===== Record set

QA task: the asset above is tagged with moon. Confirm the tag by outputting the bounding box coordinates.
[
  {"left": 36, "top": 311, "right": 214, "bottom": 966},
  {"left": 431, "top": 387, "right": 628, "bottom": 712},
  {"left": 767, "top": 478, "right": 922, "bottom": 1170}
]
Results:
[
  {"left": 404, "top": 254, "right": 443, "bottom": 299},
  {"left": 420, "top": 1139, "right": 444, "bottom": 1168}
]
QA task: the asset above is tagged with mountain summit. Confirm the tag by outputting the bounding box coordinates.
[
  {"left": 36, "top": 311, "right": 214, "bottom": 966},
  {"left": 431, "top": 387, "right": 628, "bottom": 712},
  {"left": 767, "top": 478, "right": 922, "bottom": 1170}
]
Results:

==========

**Instructions to follow:** Output the data above exactly, please, line for line.

**The answer:**
QA task: the asset above is tagged with moon. Confirm the tag by outputting the bounding box coordinates.
[
  {"left": 36, "top": 311, "right": 214, "bottom": 966},
  {"left": 431, "top": 387, "right": 628, "bottom": 712},
  {"left": 767, "top": 478, "right": 922, "bottom": 1170}
]
Results:
[
  {"left": 404, "top": 254, "right": 443, "bottom": 299},
  {"left": 420, "top": 1139, "right": 444, "bottom": 1168}
]
QA task: the asset above is tagged with mountain summit. Confirm the tag by outputting the bounding box coordinates.
[
  {"left": 36, "top": 311, "right": 214, "bottom": 966},
  {"left": 431, "top": 387, "right": 628, "bottom": 712},
  {"left": 767, "top": 478, "right": 922, "bottom": 1170}
]
Results:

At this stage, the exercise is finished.